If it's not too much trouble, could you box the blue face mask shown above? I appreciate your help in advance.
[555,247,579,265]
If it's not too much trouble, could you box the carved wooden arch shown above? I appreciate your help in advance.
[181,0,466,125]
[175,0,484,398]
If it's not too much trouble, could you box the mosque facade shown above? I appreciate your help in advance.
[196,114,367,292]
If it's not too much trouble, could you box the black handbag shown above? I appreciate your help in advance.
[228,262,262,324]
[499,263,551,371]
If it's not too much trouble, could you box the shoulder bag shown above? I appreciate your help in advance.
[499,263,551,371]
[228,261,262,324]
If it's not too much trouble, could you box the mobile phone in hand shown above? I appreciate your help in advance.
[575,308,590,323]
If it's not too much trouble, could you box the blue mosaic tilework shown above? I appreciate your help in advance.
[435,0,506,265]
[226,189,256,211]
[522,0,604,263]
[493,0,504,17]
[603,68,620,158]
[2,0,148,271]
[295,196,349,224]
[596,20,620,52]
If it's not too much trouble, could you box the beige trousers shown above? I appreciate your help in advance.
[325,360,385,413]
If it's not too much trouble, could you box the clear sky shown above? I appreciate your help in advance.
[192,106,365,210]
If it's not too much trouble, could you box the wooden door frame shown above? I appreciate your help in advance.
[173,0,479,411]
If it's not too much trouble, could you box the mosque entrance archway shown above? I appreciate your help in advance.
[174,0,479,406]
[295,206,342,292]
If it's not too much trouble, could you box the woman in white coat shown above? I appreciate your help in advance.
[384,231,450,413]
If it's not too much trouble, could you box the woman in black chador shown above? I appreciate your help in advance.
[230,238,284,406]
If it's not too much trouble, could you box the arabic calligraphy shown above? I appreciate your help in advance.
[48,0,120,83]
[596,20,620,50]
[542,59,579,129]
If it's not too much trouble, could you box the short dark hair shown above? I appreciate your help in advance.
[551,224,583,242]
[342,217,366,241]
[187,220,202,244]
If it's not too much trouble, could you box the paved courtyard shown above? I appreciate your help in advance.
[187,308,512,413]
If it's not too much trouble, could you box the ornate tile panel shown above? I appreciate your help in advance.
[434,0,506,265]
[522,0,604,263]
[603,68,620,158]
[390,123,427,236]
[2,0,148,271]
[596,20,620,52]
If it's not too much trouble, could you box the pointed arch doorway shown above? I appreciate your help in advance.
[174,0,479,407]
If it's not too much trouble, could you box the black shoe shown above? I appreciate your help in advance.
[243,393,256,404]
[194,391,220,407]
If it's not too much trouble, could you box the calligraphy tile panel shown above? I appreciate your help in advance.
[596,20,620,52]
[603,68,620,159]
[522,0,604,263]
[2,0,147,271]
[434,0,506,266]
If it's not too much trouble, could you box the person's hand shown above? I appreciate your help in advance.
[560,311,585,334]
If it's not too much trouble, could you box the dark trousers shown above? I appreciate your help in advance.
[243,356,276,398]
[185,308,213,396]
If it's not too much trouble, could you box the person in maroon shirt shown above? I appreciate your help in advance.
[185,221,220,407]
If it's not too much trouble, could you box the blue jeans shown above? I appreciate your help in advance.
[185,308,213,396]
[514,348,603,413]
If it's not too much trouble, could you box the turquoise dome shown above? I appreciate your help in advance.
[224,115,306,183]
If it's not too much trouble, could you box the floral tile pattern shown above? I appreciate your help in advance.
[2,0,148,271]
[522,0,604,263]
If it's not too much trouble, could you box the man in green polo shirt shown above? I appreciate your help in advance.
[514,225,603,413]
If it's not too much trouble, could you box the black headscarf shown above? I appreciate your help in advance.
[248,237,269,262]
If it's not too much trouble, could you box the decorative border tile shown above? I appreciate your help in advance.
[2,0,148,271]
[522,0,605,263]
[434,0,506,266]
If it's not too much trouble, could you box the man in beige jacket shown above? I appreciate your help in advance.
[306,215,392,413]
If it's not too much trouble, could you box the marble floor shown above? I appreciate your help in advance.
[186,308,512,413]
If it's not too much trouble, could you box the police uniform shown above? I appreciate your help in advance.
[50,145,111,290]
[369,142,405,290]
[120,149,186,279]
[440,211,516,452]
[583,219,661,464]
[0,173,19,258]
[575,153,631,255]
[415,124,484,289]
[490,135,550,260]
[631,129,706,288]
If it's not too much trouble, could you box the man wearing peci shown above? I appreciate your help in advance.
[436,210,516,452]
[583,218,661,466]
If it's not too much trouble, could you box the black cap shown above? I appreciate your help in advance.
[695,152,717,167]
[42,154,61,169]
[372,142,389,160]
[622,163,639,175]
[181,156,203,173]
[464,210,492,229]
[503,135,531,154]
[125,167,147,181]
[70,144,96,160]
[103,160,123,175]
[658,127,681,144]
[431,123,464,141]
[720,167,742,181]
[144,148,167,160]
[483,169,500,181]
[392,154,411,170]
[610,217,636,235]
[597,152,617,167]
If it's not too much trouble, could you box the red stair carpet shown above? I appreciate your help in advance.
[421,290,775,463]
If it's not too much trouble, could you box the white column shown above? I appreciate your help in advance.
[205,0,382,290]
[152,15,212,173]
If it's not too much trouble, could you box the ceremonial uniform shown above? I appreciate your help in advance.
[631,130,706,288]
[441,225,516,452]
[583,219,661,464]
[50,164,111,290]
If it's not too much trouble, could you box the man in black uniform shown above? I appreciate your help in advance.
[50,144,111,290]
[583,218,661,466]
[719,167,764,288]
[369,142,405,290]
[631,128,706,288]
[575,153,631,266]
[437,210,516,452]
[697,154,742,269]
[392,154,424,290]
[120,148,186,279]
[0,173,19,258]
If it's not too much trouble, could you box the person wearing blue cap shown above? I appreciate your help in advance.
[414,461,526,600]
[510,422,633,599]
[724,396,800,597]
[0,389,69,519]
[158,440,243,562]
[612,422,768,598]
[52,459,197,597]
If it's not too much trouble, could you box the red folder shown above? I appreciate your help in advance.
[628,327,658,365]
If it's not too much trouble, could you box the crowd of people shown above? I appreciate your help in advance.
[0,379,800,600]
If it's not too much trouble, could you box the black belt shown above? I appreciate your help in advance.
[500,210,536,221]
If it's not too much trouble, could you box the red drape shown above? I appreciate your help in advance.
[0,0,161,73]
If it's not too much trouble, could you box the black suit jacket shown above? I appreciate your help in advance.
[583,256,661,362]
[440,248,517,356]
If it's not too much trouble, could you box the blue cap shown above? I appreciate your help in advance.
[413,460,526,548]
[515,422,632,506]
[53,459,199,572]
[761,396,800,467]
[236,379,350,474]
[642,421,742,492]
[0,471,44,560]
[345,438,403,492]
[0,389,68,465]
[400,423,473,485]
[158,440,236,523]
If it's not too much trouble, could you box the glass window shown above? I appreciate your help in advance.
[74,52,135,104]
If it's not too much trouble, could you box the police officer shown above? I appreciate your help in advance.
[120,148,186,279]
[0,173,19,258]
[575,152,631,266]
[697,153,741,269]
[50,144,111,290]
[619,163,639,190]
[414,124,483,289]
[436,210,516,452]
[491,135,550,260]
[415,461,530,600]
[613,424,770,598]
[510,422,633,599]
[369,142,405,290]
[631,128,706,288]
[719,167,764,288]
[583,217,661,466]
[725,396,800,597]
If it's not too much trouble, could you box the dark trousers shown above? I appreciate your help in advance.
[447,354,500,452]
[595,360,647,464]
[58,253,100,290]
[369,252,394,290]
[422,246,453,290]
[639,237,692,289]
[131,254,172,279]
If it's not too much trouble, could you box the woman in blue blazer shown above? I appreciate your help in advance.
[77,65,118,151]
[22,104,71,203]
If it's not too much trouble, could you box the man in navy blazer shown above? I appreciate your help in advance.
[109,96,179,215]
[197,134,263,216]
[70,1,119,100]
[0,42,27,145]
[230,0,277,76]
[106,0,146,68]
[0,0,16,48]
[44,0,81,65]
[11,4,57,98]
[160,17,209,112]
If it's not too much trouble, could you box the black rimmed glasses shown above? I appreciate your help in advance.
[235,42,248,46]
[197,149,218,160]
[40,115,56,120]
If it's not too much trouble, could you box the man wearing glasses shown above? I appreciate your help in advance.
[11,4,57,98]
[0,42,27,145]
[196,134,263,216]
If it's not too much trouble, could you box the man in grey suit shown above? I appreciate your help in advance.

§ **Exercise brief**:
Print the lines of the listing above word for word, from the line with "the black headscarf" up to and including the line with "[50,164,111,290]".

§ **Reply**:
If it's not too much trouble, could you box the black headscarf shown above? I appreciate your help in advance.
[248,237,269,262]
If it's not too much trouble, could you box the decorative border tile shown above? I appreciate your help in advance.
[2,0,148,271]
[522,0,605,263]
[434,0,506,266]
If it's not too much trouble, could you box the man in beige jacket shown above? I appreciate your help in advance.
[306,215,392,413]
If it's not too much trouble, could you box the marble floor shown above? I appreciate your help in advance.
[186,308,512,413]
If it's not too much trouble, could you box the police uniform shown above? I appreciate your help in advance.
[50,145,111,290]
[369,142,405,290]
[120,149,186,279]
[440,211,516,452]
[583,219,661,464]
[0,173,19,258]
[575,153,631,255]
[415,124,484,289]
[490,135,550,260]
[631,129,706,288]
If it's not too much trouble, could you box the man wearing peci shown above? I appreciate your help in advance.
[436,210,516,452]
[583,218,661,466]
If it's not too much trouble, could you box the black cap shown above? I appreciate your help in advance.
[695,152,717,167]
[42,154,61,169]
[372,142,389,160]
[622,163,639,175]
[181,156,203,173]
[464,210,492,229]
[503,135,531,154]
[125,167,147,181]
[70,144,96,160]
[103,160,123,175]
[658,127,681,144]
[431,123,464,141]
[720,167,742,181]
[144,148,167,160]
[483,169,500,181]
[392,154,411,170]
[610,217,636,235]
[597,152,617,167]
If it's not too much trouble, could you box the red stair carpet shown above? I appreciate your help in advance.
[421,290,775,463]
If it's not too much trouble, could you box the white column shown above? I appreciate your help in advance.
[205,0,382,290]
[152,15,212,173]
If it's not too much trouble, could you box the ceremonial uniform shown above? I appreciate your help in advance.
[631,130,706,288]
[441,225,516,452]
[583,219,661,464]
[50,164,111,290]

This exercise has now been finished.